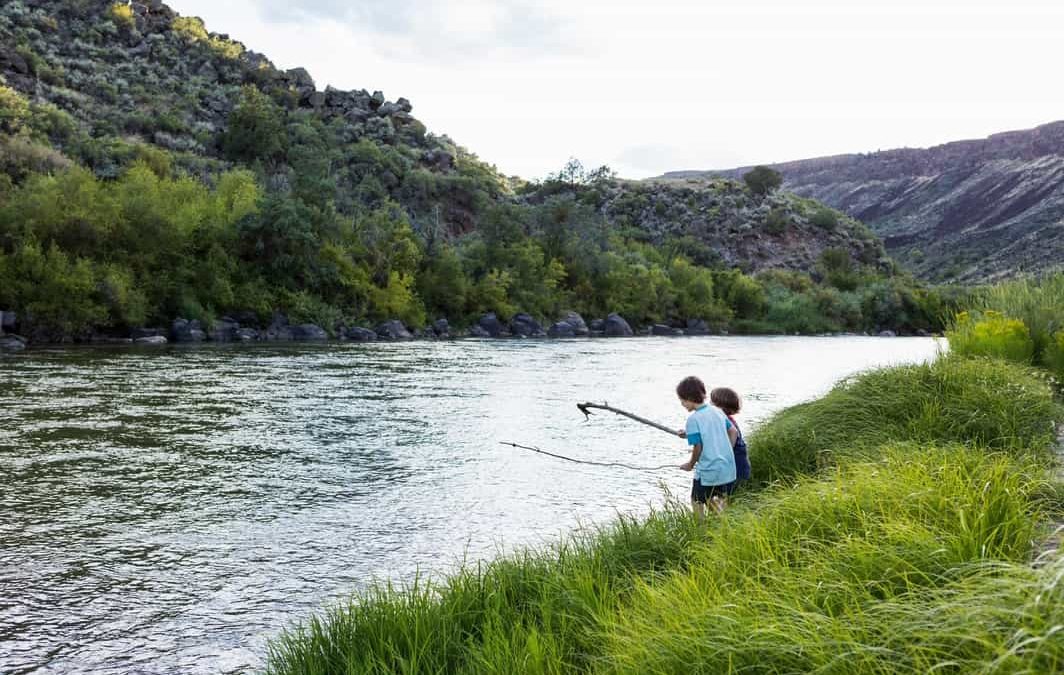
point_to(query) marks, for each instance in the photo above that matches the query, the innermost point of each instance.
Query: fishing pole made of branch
(586, 408)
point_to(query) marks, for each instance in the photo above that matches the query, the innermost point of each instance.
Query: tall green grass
(979, 401)
(1037, 302)
(907, 490)
(875, 570)
(543, 605)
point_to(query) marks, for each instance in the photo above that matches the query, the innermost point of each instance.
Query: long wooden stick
(585, 408)
(584, 461)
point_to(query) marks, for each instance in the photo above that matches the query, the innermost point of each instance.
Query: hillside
(152, 170)
(967, 211)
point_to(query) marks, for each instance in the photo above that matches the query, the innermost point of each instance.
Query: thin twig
(584, 408)
(583, 461)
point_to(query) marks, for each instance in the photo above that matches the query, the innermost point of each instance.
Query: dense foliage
(1021, 320)
(908, 552)
(183, 176)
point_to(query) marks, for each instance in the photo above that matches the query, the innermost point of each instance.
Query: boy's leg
(698, 500)
(718, 504)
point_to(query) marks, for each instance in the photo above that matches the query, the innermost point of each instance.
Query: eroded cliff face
(967, 211)
(121, 77)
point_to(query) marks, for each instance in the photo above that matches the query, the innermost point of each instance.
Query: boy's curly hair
(726, 399)
(691, 389)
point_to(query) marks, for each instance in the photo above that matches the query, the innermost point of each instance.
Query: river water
(168, 510)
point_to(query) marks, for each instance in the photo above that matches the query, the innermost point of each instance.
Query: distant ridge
(969, 210)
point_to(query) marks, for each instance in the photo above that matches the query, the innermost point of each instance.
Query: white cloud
(676, 84)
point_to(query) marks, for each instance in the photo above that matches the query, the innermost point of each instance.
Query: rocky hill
(968, 211)
(154, 175)
(135, 76)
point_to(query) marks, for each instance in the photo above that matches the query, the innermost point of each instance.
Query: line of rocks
(245, 328)
(9, 341)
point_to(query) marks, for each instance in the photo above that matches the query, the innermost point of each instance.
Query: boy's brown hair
(691, 389)
(726, 399)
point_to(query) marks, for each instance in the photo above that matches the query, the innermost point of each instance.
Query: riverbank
(521, 326)
(892, 524)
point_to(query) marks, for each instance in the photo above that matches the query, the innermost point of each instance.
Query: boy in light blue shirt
(711, 437)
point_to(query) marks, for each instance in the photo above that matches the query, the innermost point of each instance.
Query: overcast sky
(675, 84)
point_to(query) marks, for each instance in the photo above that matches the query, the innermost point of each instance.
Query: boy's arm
(696, 451)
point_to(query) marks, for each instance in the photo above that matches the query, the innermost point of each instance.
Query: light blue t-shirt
(709, 426)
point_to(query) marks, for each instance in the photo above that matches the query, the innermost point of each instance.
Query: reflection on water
(168, 510)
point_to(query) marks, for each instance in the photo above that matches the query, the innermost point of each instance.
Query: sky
(647, 87)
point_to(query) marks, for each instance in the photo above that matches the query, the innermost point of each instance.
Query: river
(168, 510)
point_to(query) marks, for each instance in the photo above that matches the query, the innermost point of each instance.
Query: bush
(912, 564)
(825, 218)
(1037, 302)
(777, 221)
(1053, 358)
(992, 335)
(121, 14)
(255, 130)
(14, 110)
(992, 404)
(762, 180)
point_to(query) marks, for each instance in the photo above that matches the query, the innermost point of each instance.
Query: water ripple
(169, 510)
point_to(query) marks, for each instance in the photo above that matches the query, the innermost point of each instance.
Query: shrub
(1037, 302)
(912, 564)
(121, 14)
(992, 404)
(762, 180)
(1053, 358)
(777, 220)
(825, 218)
(14, 110)
(992, 335)
(255, 129)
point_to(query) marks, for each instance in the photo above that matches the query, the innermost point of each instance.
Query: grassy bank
(896, 536)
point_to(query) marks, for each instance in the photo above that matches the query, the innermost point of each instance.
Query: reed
(890, 532)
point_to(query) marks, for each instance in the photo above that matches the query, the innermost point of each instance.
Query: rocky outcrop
(488, 326)
(393, 330)
(578, 324)
(697, 327)
(309, 332)
(733, 228)
(223, 330)
(969, 211)
(442, 328)
(615, 326)
(12, 343)
(561, 329)
(359, 333)
(525, 326)
(662, 329)
(184, 330)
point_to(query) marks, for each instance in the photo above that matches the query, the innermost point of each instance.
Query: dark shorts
(702, 493)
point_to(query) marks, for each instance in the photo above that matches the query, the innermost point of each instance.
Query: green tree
(763, 180)
(255, 129)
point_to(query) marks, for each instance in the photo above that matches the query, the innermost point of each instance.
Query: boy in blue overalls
(711, 437)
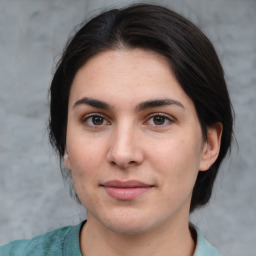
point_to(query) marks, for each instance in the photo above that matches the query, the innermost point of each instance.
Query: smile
(127, 190)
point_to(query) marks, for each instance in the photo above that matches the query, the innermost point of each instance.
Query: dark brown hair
(191, 56)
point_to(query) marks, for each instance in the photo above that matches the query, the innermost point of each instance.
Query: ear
(211, 147)
(67, 161)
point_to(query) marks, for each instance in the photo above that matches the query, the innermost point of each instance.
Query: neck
(166, 240)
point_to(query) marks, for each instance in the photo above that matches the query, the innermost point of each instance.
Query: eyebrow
(140, 107)
(92, 102)
(158, 103)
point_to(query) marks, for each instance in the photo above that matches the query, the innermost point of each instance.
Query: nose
(125, 149)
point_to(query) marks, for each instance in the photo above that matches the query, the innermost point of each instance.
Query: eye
(95, 120)
(159, 120)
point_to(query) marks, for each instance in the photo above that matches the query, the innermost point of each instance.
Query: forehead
(127, 73)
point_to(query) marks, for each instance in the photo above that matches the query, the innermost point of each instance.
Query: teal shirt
(65, 242)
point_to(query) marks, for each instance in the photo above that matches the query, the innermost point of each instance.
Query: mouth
(126, 190)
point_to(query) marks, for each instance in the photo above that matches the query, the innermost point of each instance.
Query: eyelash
(156, 115)
(91, 116)
(88, 119)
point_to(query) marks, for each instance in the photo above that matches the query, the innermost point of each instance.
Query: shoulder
(55, 242)
(203, 247)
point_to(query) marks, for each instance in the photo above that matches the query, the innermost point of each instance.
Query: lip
(126, 190)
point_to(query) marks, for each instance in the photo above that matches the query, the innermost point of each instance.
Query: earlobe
(211, 147)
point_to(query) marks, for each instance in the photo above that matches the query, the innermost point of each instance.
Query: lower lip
(126, 193)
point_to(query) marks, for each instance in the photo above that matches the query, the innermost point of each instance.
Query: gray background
(33, 198)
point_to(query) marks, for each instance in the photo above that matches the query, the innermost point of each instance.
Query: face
(134, 142)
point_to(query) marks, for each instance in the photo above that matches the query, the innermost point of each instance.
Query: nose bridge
(124, 148)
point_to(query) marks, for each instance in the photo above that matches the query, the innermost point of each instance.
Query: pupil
(97, 120)
(158, 120)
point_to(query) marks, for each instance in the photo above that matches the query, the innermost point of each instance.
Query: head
(192, 60)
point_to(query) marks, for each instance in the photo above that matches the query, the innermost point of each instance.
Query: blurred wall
(33, 198)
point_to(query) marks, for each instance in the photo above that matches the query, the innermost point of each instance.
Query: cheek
(177, 161)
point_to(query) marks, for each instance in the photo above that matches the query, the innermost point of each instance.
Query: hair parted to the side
(192, 59)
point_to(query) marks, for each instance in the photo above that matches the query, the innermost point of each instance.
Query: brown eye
(95, 120)
(159, 120)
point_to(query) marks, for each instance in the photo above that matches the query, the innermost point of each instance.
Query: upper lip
(126, 184)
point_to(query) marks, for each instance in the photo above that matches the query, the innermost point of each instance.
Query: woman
(141, 115)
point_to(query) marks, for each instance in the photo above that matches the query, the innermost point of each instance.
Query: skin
(112, 134)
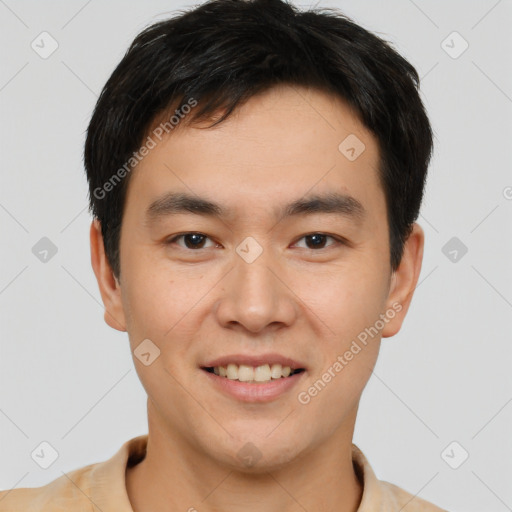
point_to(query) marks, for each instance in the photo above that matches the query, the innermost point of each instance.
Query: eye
(192, 240)
(317, 240)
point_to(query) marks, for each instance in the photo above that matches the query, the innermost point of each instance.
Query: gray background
(68, 379)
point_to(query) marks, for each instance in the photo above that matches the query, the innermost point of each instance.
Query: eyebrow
(174, 203)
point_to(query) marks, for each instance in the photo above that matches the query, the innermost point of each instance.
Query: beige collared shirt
(101, 487)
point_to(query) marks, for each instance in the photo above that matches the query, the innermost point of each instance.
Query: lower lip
(257, 392)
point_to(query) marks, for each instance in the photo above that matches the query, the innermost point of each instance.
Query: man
(255, 175)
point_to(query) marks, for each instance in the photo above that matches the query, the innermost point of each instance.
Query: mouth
(260, 374)
(262, 378)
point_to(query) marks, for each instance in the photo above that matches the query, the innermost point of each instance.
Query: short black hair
(218, 55)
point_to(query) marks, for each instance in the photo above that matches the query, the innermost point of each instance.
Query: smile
(253, 374)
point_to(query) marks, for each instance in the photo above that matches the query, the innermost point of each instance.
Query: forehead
(282, 144)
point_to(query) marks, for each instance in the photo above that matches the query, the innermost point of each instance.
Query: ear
(404, 280)
(110, 288)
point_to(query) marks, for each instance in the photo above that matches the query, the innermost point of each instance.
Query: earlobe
(404, 281)
(108, 284)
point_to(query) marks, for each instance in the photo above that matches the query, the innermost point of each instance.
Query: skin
(294, 299)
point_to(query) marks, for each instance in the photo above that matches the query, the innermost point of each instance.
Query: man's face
(258, 284)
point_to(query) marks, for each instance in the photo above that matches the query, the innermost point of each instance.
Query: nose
(256, 297)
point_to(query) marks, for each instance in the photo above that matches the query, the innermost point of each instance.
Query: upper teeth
(247, 373)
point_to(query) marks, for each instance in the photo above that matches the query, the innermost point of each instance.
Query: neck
(174, 476)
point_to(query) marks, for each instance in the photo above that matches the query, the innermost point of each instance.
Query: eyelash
(338, 240)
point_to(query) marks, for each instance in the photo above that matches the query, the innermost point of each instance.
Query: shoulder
(402, 500)
(68, 490)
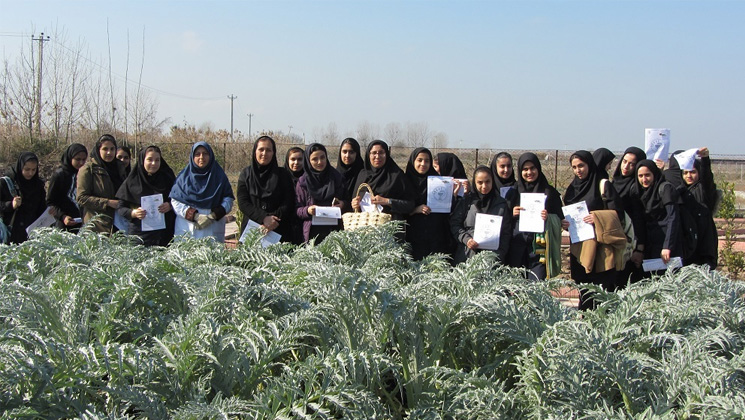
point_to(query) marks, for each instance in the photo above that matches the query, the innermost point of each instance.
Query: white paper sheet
(270, 238)
(530, 218)
(439, 193)
(154, 220)
(463, 182)
(686, 159)
(45, 220)
(656, 264)
(657, 143)
(486, 231)
(326, 216)
(366, 204)
(578, 230)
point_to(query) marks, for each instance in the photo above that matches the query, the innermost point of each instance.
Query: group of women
(107, 193)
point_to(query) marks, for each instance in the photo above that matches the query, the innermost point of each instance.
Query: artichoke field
(102, 328)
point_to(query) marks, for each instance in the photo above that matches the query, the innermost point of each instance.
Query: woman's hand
(139, 213)
(665, 255)
(271, 222)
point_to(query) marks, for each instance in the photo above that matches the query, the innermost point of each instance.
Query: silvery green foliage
(102, 328)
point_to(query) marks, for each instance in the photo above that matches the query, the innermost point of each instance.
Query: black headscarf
(139, 183)
(587, 189)
(295, 175)
(484, 200)
(659, 194)
(624, 184)
(113, 168)
(322, 185)
(540, 185)
(500, 182)
(389, 180)
(263, 180)
(69, 154)
(450, 165)
(603, 157)
(417, 180)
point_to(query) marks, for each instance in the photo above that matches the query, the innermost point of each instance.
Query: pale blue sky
(503, 74)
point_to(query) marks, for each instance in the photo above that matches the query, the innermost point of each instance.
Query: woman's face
(29, 169)
(377, 156)
(422, 163)
(529, 172)
(152, 162)
(264, 152)
(483, 182)
(123, 156)
(107, 151)
(201, 157)
(628, 164)
(295, 161)
(79, 160)
(318, 160)
(504, 167)
(645, 176)
(690, 177)
(348, 155)
(580, 168)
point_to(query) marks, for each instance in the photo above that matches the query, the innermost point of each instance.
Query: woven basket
(357, 219)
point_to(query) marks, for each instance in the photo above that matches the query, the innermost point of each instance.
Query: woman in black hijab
(63, 188)
(320, 185)
(349, 164)
(98, 182)
(504, 177)
(391, 189)
(603, 159)
(427, 232)
(150, 176)
(624, 181)
(483, 198)
(23, 202)
(586, 187)
(531, 180)
(661, 212)
(265, 191)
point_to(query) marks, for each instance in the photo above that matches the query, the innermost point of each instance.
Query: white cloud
(191, 42)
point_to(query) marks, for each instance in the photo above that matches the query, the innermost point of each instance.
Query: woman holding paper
(266, 194)
(531, 180)
(22, 202)
(428, 232)
(475, 215)
(201, 196)
(661, 213)
(63, 188)
(585, 187)
(389, 184)
(98, 182)
(150, 177)
(319, 186)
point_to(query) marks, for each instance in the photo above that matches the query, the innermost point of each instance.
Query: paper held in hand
(154, 220)
(326, 216)
(486, 231)
(530, 217)
(578, 230)
(657, 143)
(439, 193)
(270, 238)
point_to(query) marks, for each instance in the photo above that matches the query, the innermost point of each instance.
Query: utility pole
(232, 98)
(249, 126)
(41, 40)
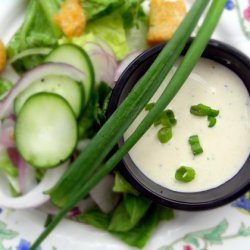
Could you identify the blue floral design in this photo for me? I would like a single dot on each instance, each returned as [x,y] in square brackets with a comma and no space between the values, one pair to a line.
[25,245]
[230,5]
[243,203]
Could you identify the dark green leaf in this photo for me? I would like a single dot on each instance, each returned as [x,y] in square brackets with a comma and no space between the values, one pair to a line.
[122,186]
[5,86]
[136,207]
[6,164]
[94,114]
[139,235]
[244,231]
[96,218]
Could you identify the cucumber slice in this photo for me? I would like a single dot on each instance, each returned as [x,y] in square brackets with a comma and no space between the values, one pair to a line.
[46,130]
[77,57]
[64,86]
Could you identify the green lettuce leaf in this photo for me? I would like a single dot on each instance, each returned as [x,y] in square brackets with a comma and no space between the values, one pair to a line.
[95,9]
[5,86]
[110,29]
[94,114]
[128,213]
[122,186]
[37,30]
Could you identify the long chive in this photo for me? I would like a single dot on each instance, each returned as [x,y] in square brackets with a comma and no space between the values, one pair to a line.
[99,147]
[194,142]
[177,81]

What needs to be done - Copy out the lines beginning at the one that contains "Could you identify the cucumber". Stop at the final line of the data, and include it.

Written solution -
Could you identify the cucumber slice in this photo for me? I would like a single dot on each instance, each returned as [x,y] in square brackets with a comma and no space between the values, one pair to a line.
[46,130]
[77,57]
[64,86]
Could you identify the green lettuce leaf in this photo for me? I would like a single dot on each instance, each returned as [x,y] in square brackets with a comma and no space between the values, one pair to a line.
[95,9]
[5,86]
[110,29]
[94,114]
[128,213]
[122,186]
[37,30]
Could you identify the long chive in this photo for me? I would like a single dot on each instance, each returned as [x,y] in square brackets with a comma and no space between the values, one pair to a line.
[99,147]
[194,142]
[177,81]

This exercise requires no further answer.